◆ **The exercise**
Replace "Target" with "Object" in the rows from the line with "point: one pixel per instance, each like <point>83,133</point>." up to and including the line with "<point>421,481</point>". Give only those lines again, with nothing else changed.

▶

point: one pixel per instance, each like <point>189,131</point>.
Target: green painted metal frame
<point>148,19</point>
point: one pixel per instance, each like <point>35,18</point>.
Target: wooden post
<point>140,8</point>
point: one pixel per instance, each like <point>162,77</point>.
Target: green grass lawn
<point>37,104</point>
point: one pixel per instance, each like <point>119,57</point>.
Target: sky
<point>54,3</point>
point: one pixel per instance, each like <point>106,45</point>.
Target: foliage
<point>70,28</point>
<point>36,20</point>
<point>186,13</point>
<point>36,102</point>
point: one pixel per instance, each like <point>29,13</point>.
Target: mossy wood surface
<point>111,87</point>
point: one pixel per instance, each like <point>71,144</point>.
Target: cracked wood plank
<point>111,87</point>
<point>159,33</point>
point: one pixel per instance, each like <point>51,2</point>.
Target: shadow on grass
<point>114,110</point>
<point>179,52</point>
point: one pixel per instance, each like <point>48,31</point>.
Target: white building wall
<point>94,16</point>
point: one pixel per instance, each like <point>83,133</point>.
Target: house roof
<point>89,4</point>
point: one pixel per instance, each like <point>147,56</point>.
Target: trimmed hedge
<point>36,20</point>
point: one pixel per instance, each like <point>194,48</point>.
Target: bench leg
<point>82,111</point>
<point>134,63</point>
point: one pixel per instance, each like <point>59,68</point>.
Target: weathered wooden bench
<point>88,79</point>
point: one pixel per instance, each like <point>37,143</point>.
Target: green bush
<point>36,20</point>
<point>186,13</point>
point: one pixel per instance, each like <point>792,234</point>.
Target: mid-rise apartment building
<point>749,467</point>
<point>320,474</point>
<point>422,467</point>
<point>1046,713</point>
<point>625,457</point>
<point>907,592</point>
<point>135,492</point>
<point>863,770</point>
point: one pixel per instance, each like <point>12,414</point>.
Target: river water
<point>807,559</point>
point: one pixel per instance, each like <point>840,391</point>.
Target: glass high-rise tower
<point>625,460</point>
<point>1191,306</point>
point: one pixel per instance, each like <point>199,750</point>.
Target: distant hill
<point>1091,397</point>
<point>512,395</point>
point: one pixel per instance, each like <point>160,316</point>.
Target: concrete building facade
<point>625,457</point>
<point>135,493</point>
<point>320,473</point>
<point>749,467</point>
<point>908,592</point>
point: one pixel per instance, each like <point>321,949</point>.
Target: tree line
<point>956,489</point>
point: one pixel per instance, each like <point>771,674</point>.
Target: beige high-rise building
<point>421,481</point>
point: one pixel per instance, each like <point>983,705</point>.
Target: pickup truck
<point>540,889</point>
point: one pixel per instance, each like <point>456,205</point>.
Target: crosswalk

◀

◆ **Output of the task**
point: one pixel per instance, each like <point>83,133</point>.
Object: house roof
<point>89,4</point>
point: one pixel per instance, each like <point>147,56</point>.
Object: trimmed hedge
<point>36,20</point>
point: one pixel per instance, each like <point>194,48</point>.
Object: bench leg
<point>82,111</point>
<point>134,63</point>
point: one pixel per instance, each like <point>59,68</point>.
Object: weathered wooden bench
<point>88,79</point>
point: one pixel per instance, each like <point>37,143</point>.
Object: green bush
<point>36,20</point>
<point>186,13</point>
point: one pixel per instance, each like <point>792,234</point>.
Object: mid-rise apartment building
<point>749,467</point>
<point>320,474</point>
<point>422,467</point>
<point>1046,713</point>
<point>625,457</point>
<point>907,592</point>
<point>135,492</point>
<point>863,770</point>
point: one pixel per instance, each like <point>12,414</point>.
Object: river water
<point>807,559</point>
point: one pixel per instance, each like <point>840,391</point>.
Object: glass high-rise tower
<point>625,460</point>
<point>1191,306</point>
point: one pixel per instance, each like <point>199,750</point>.
Object: distant hill
<point>1091,397</point>
<point>512,395</point>
point: one pixel per instance, each like <point>160,316</point>.
Object: concrete building facade
<point>625,457</point>
<point>135,493</point>
<point>320,473</point>
<point>749,467</point>
<point>908,592</point>
point: one pixel per instance, each like <point>321,949</point>.
Object: tree line
<point>956,489</point>
point: one pixel per instance, each like <point>771,674</point>.
Object: beige high-rise building
<point>421,481</point>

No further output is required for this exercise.